> **SUPPLIED RECORDS**:
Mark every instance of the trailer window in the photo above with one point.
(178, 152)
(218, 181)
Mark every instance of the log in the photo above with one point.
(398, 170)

> **GIVEN TASK**: Rewrite the items starting at the line that contains "Mark every instance of the log" and ending at the last line of the items, keeping all wording unchanged. Shift every coordinate in the answers by adding 47 to each number.

> **EXERCISE RESPONSE**:
Mark every instance of the log in the photo above with one point.
(445, 217)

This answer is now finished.